> _Task requirements_: Could you transcribe all the entries exactly, omitting the pictures?
_ _ _ _ _ _ _
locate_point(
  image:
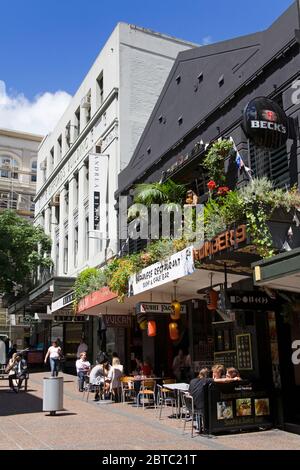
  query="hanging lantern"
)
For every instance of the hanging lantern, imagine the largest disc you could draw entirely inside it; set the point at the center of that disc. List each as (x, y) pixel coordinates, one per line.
(151, 328)
(212, 301)
(174, 332)
(143, 325)
(175, 310)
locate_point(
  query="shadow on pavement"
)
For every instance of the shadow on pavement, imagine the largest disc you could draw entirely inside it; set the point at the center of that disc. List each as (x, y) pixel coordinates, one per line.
(19, 403)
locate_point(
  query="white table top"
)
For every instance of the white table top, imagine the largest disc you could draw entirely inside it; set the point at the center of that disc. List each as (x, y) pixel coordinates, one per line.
(180, 386)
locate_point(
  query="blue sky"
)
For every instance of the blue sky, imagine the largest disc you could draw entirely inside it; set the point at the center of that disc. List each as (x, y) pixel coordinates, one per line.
(47, 46)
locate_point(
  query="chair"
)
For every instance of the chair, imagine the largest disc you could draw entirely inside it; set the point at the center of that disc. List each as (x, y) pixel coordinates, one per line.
(147, 390)
(127, 388)
(188, 403)
(164, 399)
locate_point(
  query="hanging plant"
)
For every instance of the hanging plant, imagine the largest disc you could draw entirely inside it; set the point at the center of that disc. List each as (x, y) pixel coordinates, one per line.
(214, 160)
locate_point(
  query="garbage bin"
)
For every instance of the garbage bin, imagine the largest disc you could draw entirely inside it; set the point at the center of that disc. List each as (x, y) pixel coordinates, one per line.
(53, 394)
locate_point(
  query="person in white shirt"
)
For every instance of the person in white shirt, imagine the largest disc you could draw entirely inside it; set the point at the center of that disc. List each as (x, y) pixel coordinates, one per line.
(83, 347)
(114, 375)
(83, 367)
(54, 353)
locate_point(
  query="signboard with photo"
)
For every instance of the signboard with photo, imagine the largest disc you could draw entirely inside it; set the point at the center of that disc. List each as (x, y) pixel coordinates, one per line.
(244, 352)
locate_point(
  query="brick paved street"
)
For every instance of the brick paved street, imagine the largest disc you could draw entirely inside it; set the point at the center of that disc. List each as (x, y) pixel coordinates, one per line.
(92, 425)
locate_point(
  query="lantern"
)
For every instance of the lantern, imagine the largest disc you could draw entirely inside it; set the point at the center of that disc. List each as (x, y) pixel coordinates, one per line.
(151, 328)
(143, 325)
(212, 301)
(175, 310)
(174, 332)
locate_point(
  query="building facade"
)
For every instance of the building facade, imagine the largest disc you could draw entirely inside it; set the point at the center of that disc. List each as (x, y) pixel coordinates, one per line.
(78, 165)
(18, 174)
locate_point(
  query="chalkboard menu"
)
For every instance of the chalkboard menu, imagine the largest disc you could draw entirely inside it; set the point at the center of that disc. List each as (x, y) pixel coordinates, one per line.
(227, 358)
(244, 352)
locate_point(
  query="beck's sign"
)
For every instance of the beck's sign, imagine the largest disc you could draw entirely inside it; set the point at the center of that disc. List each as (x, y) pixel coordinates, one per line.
(265, 123)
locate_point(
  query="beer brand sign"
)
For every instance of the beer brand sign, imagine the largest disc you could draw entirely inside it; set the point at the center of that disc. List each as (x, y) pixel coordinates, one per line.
(224, 241)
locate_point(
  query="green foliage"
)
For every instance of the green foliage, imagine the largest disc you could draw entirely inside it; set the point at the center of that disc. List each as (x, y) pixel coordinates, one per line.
_ _ _ _ _ _ _
> _Expected answer_:
locate_point(
  image:
  query="hanging lantern"
)
For every instance of the hanging lantern, imagine the largest disc you could draw entirely inside it; set the point at the center of that disc. List each as (x, y) pixel coordinates, one per line.
(151, 328)
(212, 301)
(174, 332)
(143, 325)
(175, 310)
locate_point(
  query="shadow on pavement"
)
For every instance of the shadow on pavement, imagine the largest disc you could draw entirely inside it; set the point at the center of that disc. List each as (x, y) pixel coordinates, one per line.
(19, 403)
locate_point(
  query="white table top"
)
For every instance of the white table top, imagine the largest disc you could draw entirely inside it; set the point at the center of that disc. List each as (x, y) pixel coordinates, one per line.
(180, 386)
locate_point(
  query="blue sky"
)
For every instance of the blue sky, imagine the largest disc you could draw entirely inside it; set the point at the center of that disc. List each as (x, y) pixel coordinates, one per line.
(47, 46)
locate_point(
  query="chair"
)
For every instance of the chair, imagine the largest disc you could draw entirely inside it; set the point at the center of that disc. List each as (x, y) pixel coordinates, one per line.
(147, 390)
(127, 388)
(188, 403)
(164, 399)
locate_point(
  query="hanging plant"
)
For every instance of the hanging plant, imagine the largest disc you could draw entirely inside it; set the point at the center of that disc. List each as (x, y) pixel coordinates, one per line.
(214, 160)
locate_point(
  query="garbage bin"
)
For every instance of the garbage bin, imagine the largest disc you could draw entirely inside it; set the point at the center of that disc. List each as (x, y) pixel coordinates, one per line.
(53, 394)
locate_point(
  query="person in white shirt"
)
For every instance of the person in white shirt, imagine the largest disc you could draw entirely inside it; set the point at the center of that disc. List each as (x, y) pixel coordinates, one per line.
(83, 347)
(114, 375)
(83, 367)
(54, 353)
locate_point(
  query="signboard with photo"
)
For every instance of the signboard with photo, imagine the largest disc you could draw entirely inside it; set the point at the center of that disc. List each as (x, y) pixel coordinates, one per line.
(244, 352)
locate_point(
  query="brick paved street"
)
For every instance of the brick paved street, imagine the largest disc you could draw entirely inside it; set the point at the center of that disc. List each as (x, y) pixel coordinates, one per line.
(92, 425)
locate_point(
  query="lantern"
)
For every instance of the lantern, imagine the largest disc you could draw entirely inside it; set the point at the center of that disc. List each as (x, y) pixel coordinates, one per line.
(151, 328)
(143, 325)
(212, 301)
(175, 310)
(174, 332)
locate_point(
  query="building facade"
)
For every instance of the building facade, imagine the largest disc you could draw entirely inside it; set the point at the center of that disc. List each as (x, y) pixel coordinates, one per line.
(78, 165)
(18, 174)
locate_point(
  query="chalkboard menu"
)
For every instance of the chalkboard menu, imagine the largest disc you could draw entirely inside it; set the point at the center of that disc. List each as (x, y) pixel coordinates, one per line.
(227, 358)
(244, 352)
locate_point(
  query="beck's sign"
)
For every instance of the beck's sign, imagine the largest disc you could draw entirely inside it; set the point at the center of that disc. List each as (x, y) pixel coordinates, one per line.
(265, 123)
locate_point(
  query="beer brand sign"
)
For every instance of the beer brand sign, imagine the largest disc you could draw entirely inside it; set the point at the center of that disc. List each as (x, y) pixel coordinates, one per line.
(224, 241)
locate_point(
  query="green foliage"
)
For every instance of the green foliage, imagine the largest disc you could draw entirely inside it; set the point at the center of that disc. List each as (x, y) pixel coordinates, one per line.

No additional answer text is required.